--- START ---

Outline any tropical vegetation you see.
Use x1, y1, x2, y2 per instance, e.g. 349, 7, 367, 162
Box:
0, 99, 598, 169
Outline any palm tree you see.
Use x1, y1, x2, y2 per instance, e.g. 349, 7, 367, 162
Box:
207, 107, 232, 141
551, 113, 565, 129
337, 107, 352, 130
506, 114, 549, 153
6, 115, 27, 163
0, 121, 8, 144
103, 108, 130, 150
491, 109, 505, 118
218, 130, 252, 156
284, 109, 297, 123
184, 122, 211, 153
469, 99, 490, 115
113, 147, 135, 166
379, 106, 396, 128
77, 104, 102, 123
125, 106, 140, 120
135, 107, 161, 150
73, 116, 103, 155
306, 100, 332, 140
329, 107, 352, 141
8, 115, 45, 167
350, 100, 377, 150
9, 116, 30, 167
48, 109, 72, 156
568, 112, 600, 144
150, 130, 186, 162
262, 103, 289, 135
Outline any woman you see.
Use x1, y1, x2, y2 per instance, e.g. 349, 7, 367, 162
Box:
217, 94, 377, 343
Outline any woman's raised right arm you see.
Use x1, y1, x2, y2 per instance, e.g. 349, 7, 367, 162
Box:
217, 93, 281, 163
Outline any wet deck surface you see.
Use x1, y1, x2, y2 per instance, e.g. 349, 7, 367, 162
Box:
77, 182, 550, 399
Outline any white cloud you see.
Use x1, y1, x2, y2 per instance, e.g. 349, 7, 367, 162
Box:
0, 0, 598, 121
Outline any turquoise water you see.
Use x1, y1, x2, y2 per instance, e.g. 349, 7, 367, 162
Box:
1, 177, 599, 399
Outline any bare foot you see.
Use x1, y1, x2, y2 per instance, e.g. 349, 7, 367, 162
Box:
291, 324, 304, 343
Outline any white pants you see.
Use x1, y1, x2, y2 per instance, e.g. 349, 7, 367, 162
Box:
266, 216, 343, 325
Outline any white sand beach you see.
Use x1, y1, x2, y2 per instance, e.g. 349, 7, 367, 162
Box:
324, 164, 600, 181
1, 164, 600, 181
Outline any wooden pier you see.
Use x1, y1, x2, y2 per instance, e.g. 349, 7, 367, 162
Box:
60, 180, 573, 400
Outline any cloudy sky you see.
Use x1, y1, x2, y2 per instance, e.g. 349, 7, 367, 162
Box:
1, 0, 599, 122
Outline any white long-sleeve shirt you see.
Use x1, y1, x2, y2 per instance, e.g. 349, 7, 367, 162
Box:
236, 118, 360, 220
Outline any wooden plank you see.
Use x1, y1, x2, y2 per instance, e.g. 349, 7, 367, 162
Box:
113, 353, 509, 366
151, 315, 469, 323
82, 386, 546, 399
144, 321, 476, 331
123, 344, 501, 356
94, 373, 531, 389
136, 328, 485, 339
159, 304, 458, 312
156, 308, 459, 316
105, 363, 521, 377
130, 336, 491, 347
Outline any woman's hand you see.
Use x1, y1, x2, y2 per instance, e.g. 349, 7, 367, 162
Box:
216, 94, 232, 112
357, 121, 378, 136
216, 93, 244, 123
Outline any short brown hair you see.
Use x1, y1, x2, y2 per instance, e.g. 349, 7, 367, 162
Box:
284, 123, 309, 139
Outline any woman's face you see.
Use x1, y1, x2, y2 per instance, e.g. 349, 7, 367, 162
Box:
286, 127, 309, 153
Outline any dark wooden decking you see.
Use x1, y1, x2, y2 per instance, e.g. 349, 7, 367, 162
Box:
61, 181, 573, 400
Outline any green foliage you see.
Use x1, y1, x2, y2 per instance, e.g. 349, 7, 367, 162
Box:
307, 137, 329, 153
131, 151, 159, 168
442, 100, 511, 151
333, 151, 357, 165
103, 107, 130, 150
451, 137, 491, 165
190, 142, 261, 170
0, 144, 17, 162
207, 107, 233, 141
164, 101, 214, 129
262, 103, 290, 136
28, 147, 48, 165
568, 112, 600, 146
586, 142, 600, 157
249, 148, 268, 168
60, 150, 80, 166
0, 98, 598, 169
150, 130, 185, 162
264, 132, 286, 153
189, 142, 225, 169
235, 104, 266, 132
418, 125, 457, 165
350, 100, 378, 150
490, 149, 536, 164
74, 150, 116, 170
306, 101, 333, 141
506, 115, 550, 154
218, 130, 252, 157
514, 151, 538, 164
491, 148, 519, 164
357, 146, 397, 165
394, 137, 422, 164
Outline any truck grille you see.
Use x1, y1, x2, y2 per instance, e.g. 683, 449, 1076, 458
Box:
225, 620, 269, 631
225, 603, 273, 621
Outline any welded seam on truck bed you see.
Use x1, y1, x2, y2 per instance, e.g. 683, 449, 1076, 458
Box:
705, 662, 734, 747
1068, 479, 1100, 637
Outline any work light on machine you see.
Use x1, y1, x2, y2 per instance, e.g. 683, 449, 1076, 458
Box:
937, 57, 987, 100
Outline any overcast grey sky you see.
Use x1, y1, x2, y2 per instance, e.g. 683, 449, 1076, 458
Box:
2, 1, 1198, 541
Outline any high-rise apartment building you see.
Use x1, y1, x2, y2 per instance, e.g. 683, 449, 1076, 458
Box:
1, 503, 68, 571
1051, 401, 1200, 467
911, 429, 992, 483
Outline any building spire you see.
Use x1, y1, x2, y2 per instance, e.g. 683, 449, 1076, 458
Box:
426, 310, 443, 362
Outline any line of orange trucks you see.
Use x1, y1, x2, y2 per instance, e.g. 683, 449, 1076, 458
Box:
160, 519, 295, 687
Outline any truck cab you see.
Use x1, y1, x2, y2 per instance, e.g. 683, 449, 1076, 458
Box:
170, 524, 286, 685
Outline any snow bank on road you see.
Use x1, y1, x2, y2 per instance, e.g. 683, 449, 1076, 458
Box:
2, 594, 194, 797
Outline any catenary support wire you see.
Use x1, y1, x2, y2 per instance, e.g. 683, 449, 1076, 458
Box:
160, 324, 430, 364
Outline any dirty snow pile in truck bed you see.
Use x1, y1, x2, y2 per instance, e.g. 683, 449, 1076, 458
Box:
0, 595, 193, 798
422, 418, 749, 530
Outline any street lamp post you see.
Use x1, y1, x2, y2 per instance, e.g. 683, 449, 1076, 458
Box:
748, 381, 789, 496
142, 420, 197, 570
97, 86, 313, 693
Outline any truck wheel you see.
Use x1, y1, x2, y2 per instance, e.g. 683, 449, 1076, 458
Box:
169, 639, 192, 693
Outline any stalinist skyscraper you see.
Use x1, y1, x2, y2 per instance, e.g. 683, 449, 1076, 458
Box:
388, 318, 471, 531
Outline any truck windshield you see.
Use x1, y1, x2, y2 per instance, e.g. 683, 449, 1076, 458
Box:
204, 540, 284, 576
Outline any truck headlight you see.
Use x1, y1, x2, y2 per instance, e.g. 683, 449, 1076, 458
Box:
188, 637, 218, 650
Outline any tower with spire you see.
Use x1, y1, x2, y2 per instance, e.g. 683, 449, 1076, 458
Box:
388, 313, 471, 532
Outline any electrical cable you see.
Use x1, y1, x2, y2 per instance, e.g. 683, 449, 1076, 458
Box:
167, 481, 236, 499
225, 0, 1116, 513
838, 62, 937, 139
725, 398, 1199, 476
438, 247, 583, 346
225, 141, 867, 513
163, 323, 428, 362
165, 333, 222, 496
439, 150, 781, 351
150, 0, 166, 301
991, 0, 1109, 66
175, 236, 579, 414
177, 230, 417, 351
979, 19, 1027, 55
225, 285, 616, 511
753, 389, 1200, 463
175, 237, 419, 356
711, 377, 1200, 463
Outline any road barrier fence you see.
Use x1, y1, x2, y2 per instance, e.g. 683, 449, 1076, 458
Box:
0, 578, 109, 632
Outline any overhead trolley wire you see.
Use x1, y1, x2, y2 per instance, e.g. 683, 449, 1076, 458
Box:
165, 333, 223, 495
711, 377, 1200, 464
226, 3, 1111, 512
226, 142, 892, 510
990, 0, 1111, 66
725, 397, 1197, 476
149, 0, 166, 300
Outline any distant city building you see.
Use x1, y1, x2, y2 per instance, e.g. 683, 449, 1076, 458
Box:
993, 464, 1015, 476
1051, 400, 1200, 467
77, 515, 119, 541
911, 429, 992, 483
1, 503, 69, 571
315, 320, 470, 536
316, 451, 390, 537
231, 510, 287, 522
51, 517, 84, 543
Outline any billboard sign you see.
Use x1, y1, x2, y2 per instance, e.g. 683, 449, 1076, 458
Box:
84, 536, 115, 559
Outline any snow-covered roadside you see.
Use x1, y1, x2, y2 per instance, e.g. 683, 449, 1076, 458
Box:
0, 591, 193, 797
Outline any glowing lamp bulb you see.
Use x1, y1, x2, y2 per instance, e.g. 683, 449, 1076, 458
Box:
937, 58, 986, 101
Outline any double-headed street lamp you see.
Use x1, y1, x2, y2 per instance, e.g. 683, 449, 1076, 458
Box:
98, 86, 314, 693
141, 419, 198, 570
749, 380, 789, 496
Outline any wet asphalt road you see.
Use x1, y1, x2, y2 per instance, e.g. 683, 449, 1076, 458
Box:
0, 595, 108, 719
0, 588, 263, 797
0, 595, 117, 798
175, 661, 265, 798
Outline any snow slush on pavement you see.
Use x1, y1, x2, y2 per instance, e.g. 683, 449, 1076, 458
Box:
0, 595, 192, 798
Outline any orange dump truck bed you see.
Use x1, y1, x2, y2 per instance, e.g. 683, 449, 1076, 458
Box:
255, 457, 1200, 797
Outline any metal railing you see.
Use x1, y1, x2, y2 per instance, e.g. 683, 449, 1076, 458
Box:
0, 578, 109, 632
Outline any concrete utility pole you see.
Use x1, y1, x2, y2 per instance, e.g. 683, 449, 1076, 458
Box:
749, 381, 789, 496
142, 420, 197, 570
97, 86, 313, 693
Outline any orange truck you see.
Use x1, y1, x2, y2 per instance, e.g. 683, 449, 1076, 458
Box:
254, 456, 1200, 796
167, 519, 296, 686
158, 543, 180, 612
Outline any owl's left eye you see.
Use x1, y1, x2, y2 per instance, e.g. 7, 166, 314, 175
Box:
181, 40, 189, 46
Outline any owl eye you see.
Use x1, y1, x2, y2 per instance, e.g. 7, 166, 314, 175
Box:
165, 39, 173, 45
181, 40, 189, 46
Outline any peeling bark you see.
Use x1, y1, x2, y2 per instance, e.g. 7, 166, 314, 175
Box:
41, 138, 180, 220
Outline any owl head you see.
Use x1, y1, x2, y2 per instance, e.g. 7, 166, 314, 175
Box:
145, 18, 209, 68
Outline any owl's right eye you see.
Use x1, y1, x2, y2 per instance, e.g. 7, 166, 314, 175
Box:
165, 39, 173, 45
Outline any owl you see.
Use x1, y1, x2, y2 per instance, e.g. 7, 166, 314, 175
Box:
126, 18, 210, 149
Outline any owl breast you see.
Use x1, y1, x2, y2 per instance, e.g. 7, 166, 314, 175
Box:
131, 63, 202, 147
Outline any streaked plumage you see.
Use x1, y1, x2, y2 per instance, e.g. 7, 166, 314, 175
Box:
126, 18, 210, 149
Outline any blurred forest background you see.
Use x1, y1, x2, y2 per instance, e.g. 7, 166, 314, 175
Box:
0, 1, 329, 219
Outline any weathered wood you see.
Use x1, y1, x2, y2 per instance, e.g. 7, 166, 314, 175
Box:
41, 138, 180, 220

--- END ---

DIRECTIONS FOR THIS TASK — In the entries above, find each line that includes the string "wire" and copy it.

EXERCISE RESULT —
Outline any catenary support wire you see.
Outline any overhead trolley wire you see.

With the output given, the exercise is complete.